=== RECORD EXTRACTS ===

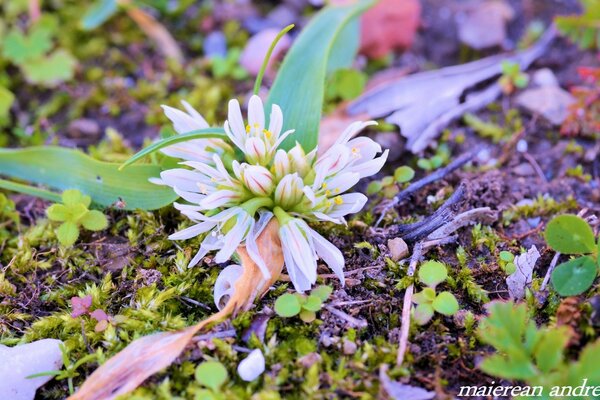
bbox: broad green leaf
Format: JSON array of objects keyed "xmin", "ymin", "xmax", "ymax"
[
  {"xmin": 82, "ymin": 0, "xmax": 119, "ymax": 30},
  {"xmin": 266, "ymin": 0, "xmax": 374, "ymax": 152},
  {"xmin": 57, "ymin": 221, "xmax": 79, "ymax": 246},
  {"xmin": 274, "ymin": 293, "xmax": 301, "ymax": 317},
  {"xmin": 311, "ymin": 285, "xmax": 333, "ymax": 302},
  {"xmin": 326, "ymin": 16, "xmax": 360, "ymax": 74},
  {"xmin": 414, "ymin": 303, "xmax": 434, "ymax": 325},
  {"xmin": 545, "ymin": 214, "xmax": 596, "ymax": 254},
  {"xmin": 394, "ymin": 166, "xmax": 415, "ymax": 184},
  {"xmin": 302, "ymin": 295, "xmax": 323, "ymax": 312},
  {"xmin": 432, "ymin": 291, "xmax": 459, "ymax": 316},
  {"xmin": 46, "ymin": 204, "xmax": 68, "ymax": 222},
  {"xmin": 551, "ymin": 256, "xmax": 597, "ymax": 296},
  {"xmin": 418, "ymin": 261, "xmax": 448, "ymax": 288},
  {"xmin": 120, "ymin": 128, "xmax": 228, "ymax": 169},
  {"xmin": 195, "ymin": 361, "xmax": 228, "ymax": 391},
  {"xmin": 413, "ymin": 287, "xmax": 436, "ymax": 304},
  {"xmin": 68, "ymin": 203, "xmax": 90, "ymax": 222},
  {"xmin": 0, "ymin": 178, "xmax": 61, "ymax": 203},
  {"xmin": 326, "ymin": 68, "xmax": 367, "ymax": 101},
  {"xmin": 0, "ymin": 86, "xmax": 15, "ymax": 119},
  {"xmin": 22, "ymin": 50, "xmax": 77, "ymax": 86},
  {"xmin": 0, "ymin": 146, "xmax": 177, "ymax": 210},
  {"xmin": 81, "ymin": 210, "xmax": 108, "ymax": 231}
]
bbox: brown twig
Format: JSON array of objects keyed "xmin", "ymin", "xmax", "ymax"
[
  {"xmin": 324, "ymin": 305, "xmax": 368, "ymax": 329},
  {"xmin": 397, "ymin": 241, "xmax": 423, "ymax": 365}
]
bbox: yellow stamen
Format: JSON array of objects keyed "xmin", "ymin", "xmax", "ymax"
[
  {"xmin": 245, "ymin": 125, "xmax": 251, "ymax": 133},
  {"xmin": 322, "ymin": 182, "xmax": 328, "ymax": 189},
  {"xmin": 325, "ymin": 190, "xmax": 332, "ymax": 196},
  {"xmin": 263, "ymin": 129, "xmax": 272, "ymax": 139},
  {"xmin": 334, "ymin": 196, "xmax": 343, "ymax": 205}
]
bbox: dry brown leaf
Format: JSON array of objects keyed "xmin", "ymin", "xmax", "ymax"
[
  {"xmin": 69, "ymin": 220, "xmax": 283, "ymax": 400},
  {"xmin": 125, "ymin": 7, "xmax": 184, "ymax": 64}
]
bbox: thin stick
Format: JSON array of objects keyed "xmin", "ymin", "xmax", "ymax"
[
  {"xmin": 397, "ymin": 241, "xmax": 423, "ymax": 365},
  {"xmin": 540, "ymin": 252, "xmax": 560, "ymax": 292},
  {"xmin": 324, "ymin": 305, "xmax": 368, "ymax": 329},
  {"xmin": 253, "ymin": 24, "xmax": 294, "ymax": 95}
]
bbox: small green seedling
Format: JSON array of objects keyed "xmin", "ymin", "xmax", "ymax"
[
  {"xmin": 274, "ymin": 285, "xmax": 333, "ymax": 322},
  {"xmin": 195, "ymin": 361, "xmax": 228, "ymax": 391},
  {"xmin": 555, "ymin": 0, "xmax": 600, "ymax": 50},
  {"xmin": 545, "ymin": 214, "xmax": 600, "ymax": 296},
  {"xmin": 46, "ymin": 189, "xmax": 108, "ymax": 246},
  {"xmin": 417, "ymin": 143, "xmax": 450, "ymax": 171},
  {"xmin": 326, "ymin": 68, "xmax": 367, "ymax": 101},
  {"xmin": 498, "ymin": 61, "xmax": 529, "ymax": 94},
  {"xmin": 367, "ymin": 165, "xmax": 415, "ymax": 198},
  {"xmin": 498, "ymin": 251, "xmax": 516, "ymax": 274},
  {"xmin": 211, "ymin": 48, "xmax": 248, "ymax": 80},
  {"xmin": 413, "ymin": 261, "xmax": 459, "ymax": 325}
]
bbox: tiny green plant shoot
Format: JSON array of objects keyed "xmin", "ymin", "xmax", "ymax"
[
  {"xmin": 367, "ymin": 165, "xmax": 415, "ymax": 198},
  {"xmin": 412, "ymin": 261, "xmax": 459, "ymax": 325},
  {"xmin": 498, "ymin": 250, "xmax": 516, "ymax": 274},
  {"xmin": 274, "ymin": 285, "xmax": 333, "ymax": 323},
  {"xmin": 545, "ymin": 214, "xmax": 600, "ymax": 296},
  {"xmin": 498, "ymin": 60, "xmax": 529, "ymax": 94},
  {"xmin": 478, "ymin": 301, "xmax": 600, "ymax": 396},
  {"xmin": 555, "ymin": 0, "xmax": 600, "ymax": 50},
  {"xmin": 46, "ymin": 189, "xmax": 108, "ymax": 246}
]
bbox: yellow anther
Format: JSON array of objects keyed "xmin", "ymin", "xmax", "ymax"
[
  {"xmin": 245, "ymin": 125, "xmax": 251, "ymax": 133},
  {"xmin": 325, "ymin": 190, "xmax": 332, "ymax": 196},
  {"xmin": 334, "ymin": 188, "xmax": 340, "ymax": 194},
  {"xmin": 334, "ymin": 196, "xmax": 343, "ymax": 205},
  {"xmin": 263, "ymin": 129, "xmax": 272, "ymax": 139},
  {"xmin": 322, "ymin": 182, "xmax": 328, "ymax": 189}
]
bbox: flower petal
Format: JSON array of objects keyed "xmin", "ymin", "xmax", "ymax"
[{"xmin": 214, "ymin": 264, "xmax": 243, "ymax": 309}]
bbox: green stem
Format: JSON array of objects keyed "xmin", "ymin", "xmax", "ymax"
[
  {"xmin": 253, "ymin": 24, "xmax": 295, "ymax": 95},
  {"xmin": 273, "ymin": 206, "xmax": 292, "ymax": 226},
  {"xmin": 241, "ymin": 197, "xmax": 273, "ymax": 215}
]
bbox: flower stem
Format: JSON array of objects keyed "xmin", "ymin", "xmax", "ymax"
[
  {"xmin": 273, "ymin": 206, "xmax": 292, "ymax": 226},
  {"xmin": 253, "ymin": 24, "xmax": 295, "ymax": 96},
  {"xmin": 241, "ymin": 197, "xmax": 273, "ymax": 215}
]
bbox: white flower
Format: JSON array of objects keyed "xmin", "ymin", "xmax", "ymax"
[
  {"xmin": 237, "ymin": 349, "xmax": 265, "ymax": 382},
  {"xmin": 153, "ymin": 95, "xmax": 388, "ymax": 293}
]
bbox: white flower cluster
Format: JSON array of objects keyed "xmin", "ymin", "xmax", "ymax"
[{"xmin": 153, "ymin": 95, "xmax": 388, "ymax": 293}]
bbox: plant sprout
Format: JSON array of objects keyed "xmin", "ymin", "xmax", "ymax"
[{"xmin": 152, "ymin": 95, "xmax": 388, "ymax": 292}]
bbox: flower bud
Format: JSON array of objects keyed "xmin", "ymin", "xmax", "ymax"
[
  {"xmin": 273, "ymin": 149, "xmax": 291, "ymax": 180},
  {"xmin": 288, "ymin": 143, "xmax": 311, "ymax": 177},
  {"xmin": 244, "ymin": 137, "xmax": 267, "ymax": 165},
  {"xmin": 243, "ymin": 165, "xmax": 274, "ymax": 196},
  {"xmin": 274, "ymin": 173, "xmax": 304, "ymax": 209}
]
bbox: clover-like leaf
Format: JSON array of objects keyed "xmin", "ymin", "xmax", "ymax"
[
  {"xmin": 499, "ymin": 251, "xmax": 514, "ymax": 262},
  {"xmin": 22, "ymin": 50, "xmax": 77, "ymax": 86},
  {"xmin": 432, "ymin": 291, "xmax": 459, "ymax": 316},
  {"xmin": 57, "ymin": 221, "xmax": 80, "ymax": 247},
  {"xmin": 62, "ymin": 189, "xmax": 86, "ymax": 206},
  {"xmin": 418, "ymin": 261, "xmax": 448, "ymax": 288},
  {"xmin": 195, "ymin": 361, "xmax": 228, "ymax": 391},
  {"xmin": 299, "ymin": 309, "xmax": 316, "ymax": 323},
  {"xmin": 46, "ymin": 204, "xmax": 69, "ymax": 222},
  {"xmin": 2, "ymin": 27, "xmax": 52, "ymax": 64},
  {"xmin": 81, "ymin": 210, "xmax": 108, "ymax": 231},
  {"xmin": 414, "ymin": 303, "xmax": 434, "ymax": 325},
  {"xmin": 551, "ymin": 256, "xmax": 597, "ymax": 296},
  {"xmin": 545, "ymin": 214, "xmax": 596, "ymax": 254},
  {"xmin": 311, "ymin": 285, "xmax": 333, "ymax": 302},
  {"xmin": 394, "ymin": 166, "xmax": 415, "ymax": 184},
  {"xmin": 413, "ymin": 287, "xmax": 436, "ymax": 304},
  {"xmin": 0, "ymin": 86, "xmax": 15, "ymax": 119},
  {"xmin": 274, "ymin": 293, "xmax": 301, "ymax": 317},
  {"xmin": 302, "ymin": 294, "xmax": 323, "ymax": 312}
]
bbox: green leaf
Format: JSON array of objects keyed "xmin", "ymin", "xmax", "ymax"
[
  {"xmin": 57, "ymin": 221, "xmax": 80, "ymax": 246},
  {"xmin": 68, "ymin": 203, "xmax": 90, "ymax": 222},
  {"xmin": 81, "ymin": 210, "xmax": 108, "ymax": 231},
  {"xmin": 545, "ymin": 214, "xmax": 596, "ymax": 254},
  {"xmin": 432, "ymin": 291, "xmax": 459, "ymax": 316},
  {"xmin": 326, "ymin": 16, "xmax": 360, "ymax": 74},
  {"xmin": 413, "ymin": 303, "xmax": 434, "ymax": 325},
  {"xmin": 0, "ymin": 86, "xmax": 15, "ymax": 119},
  {"xmin": 195, "ymin": 361, "xmax": 228, "ymax": 391},
  {"xmin": 302, "ymin": 295, "xmax": 323, "ymax": 312},
  {"xmin": 413, "ymin": 287, "xmax": 436, "ymax": 304},
  {"xmin": 311, "ymin": 285, "xmax": 333, "ymax": 302},
  {"xmin": 480, "ymin": 355, "xmax": 537, "ymax": 380},
  {"xmin": 21, "ymin": 50, "xmax": 77, "ymax": 86},
  {"xmin": 299, "ymin": 309, "xmax": 316, "ymax": 323},
  {"xmin": 2, "ymin": 27, "xmax": 52, "ymax": 64},
  {"xmin": 81, "ymin": 0, "xmax": 119, "ymax": 30},
  {"xmin": 418, "ymin": 260, "xmax": 448, "ymax": 288},
  {"xmin": 551, "ymin": 256, "xmax": 597, "ymax": 296},
  {"xmin": 266, "ymin": 0, "xmax": 374, "ymax": 152},
  {"xmin": 0, "ymin": 178, "xmax": 61, "ymax": 203},
  {"xmin": 0, "ymin": 146, "xmax": 178, "ymax": 210},
  {"xmin": 499, "ymin": 251, "xmax": 514, "ymax": 262},
  {"xmin": 120, "ymin": 128, "xmax": 227, "ymax": 169},
  {"xmin": 394, "ymin": 166, "xmax": 415, "ymax": 184},
  {"xmin": 62, "ymin": 189, "xmax": 86, "ymax": 206},
  {"xmin": 366, "ymin": 180, "xmax": 383, "ymax": 195},
  {"xmin": 274, "ymin": 293, "xmax": 301, "ymax": 317},
  {"xmin": 326, "ymin": 68, "xmax": 367, "ymax": 101},
  {"xmin": 533, "ymin": 327, "xmax": 570, "ymax": 373},
  {"xmin": 46, "ymin": 204, "xmax": 68, "ymax": 222}
]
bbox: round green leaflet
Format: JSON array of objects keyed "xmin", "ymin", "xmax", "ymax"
[
  {"xmin": 545, "ymin": 214, "xmax": 596, "ymax": 254},
  {"xmin": 432, "ymin": 292, "xmax": 459, "ymax": 316},
  {"xmin": 551, "ymin": 256, "xmax": 597, "ymax": 296},
  {"xmin": 418, "ymin": 260, "xmax": 448, "ymax": 288},
  {"xmin": 274, "ymin": 293, "xmax": 301, "ymax": 317},
  {"xmin": 195, "ymin": 361, "xmax": 228, "ymax": 391}
]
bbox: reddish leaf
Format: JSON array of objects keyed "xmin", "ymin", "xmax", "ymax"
[
  {"xmin": 70, "ymin": 295, "xmax": 92, "ymax": 318},
  {"xmin": 90, "ymin": 309, "xmax": 109, "ymax": 322}
]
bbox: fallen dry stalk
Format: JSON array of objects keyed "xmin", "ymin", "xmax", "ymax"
[{"xmin": 69, "ymin": 220, "xmax": 283, "ymax": 400}]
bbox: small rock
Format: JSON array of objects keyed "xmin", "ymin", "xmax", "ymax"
[
  {"xmin": 387, "ymin": 237, "xmax": 408, "ymax": 261},
  {"xmin": 67, "ymin": 118, "xmax": 101, "ymax": 139},
  {"xmin": 513, "ymin": 163, "xmax": 535, "ymax": 176},
  {"xmin": 532, "ymin": 68, "xmax": 559, "ymax": 87},
  {"xmin": 342, "ymin": 339, "xmax": 357, "ymax": 355},
  {"xmin": 203, "ymin": 31, "xmax": 227, "ymax": 59},
  {"xmin": 506, "ymin": 245, "xmax": 540, "ymax": 300},
  {"xmin": 516, "ymin": 139, "xmax": 528, "ymax": 153},
  {"xmin": 516, "ymin": 86, "xmax": 576, "ymax": 125},
  {"xmin": 298, "ymin": 352, "xmax": 322, "ymax": 368},
  {"xmin": 0, "ymin": 339, "xmax": 64, "ymax": 400},
  {"xmin": 457, "ymin": 0, "xmax": 514, "ymax": 49},
  {"xmin": 240, "ymin": 29, "xmax": 291, "ymax": 77},
  {"xmin": 237, "ymin": 349, "xmax": 265, "ymax": 382}
]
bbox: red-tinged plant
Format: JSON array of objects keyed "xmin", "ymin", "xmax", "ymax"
[{"xmin": 561, "ymin": 66, "xmax": 600, "ymax": 137}]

===

■ TO DO ■
Only the lines that lie between the start of the listing and the line containing "bbox: brown twig", both included, belong in the answer; write them out exactly and omit pictures.

■ EXERCISE OUTPUT ■
bbox: broad green leaf
Format: JSON array of objects keyed "xmin", "ymin", "xmax", "ymax"
[
  {"xmin": 82, "ymin": 0, "xmax": 119, "ymax": 30},
  {"xmin": 266, "ymin": 0, "xmax": 374, "ymax": 152},
  {"xmin": 57, "ymin": 221, "xmax": 79, "ymax": 246},
  {"xmin": 274, "ymin": 293, "xmax": 301, "ymax": 317},
  {"xmin": 311, "ymin": 285, "xmax": 333, "ymax": 302},
  {"xmin": 326, "ymin": 16, "xmax": 360, "ymax": 74},
  {"xmin": 414, "ymin": 303, "xmax": 434, "ymax": 325},
  {"xmin": 545, "ymin": 214, "xmax": 596, "ymax": 254},
  {"xmin": 394, "ymin": 166, "xmax": 415, "ymax": 184},
  {"xmin": 302, "ymin": 295, "xmax": 323, "ymax": 312},
  {"xmin": 432, "ymin": 291, "xmax": 459, "ymax": 316},
  {"xmin": 46, "ymin": 204, "xmax": 68, "ymax": 222},
  {"xmin": 551, "ymin": 256, "xmax": 597, "ymax": 296},
  {"xmin": 418, "ymin": 261, "xmax": 448, "ymax": 288},
  {"xmin": 120, "ymin": 128, "xmax": 228, "ymax": 169},
  {"xmin": 195, "ymin": 361, "xmax": 228, "ymax": 391},
  {"xmin": 413, "ymin": 287, "xmax": 436, "ymax": 304},
  {"xmin": 68, "ymin": 203, "xmax": 90, "ymax": 222},
  {"xmin": 0, "ymin": 178, "xmax": 61, "ymax": 203},
  {"xmin": 326, "ymin": 68, "xmax": 367, "ymax": 101},
  {"xmin": 0, "ymin": 86, "xmax": 15, "ymax": 119},
  {"xmin": 22, "ymin": 50, "xmax": 77, "ymax": 86},
  {"xmin": 0, "ymin": 146, "xmax": 177, "ymax": 210},
  {"xmin": 81, "ymin": 210, "xmax": 108, "ymax": 231}
]
bbox: brown twig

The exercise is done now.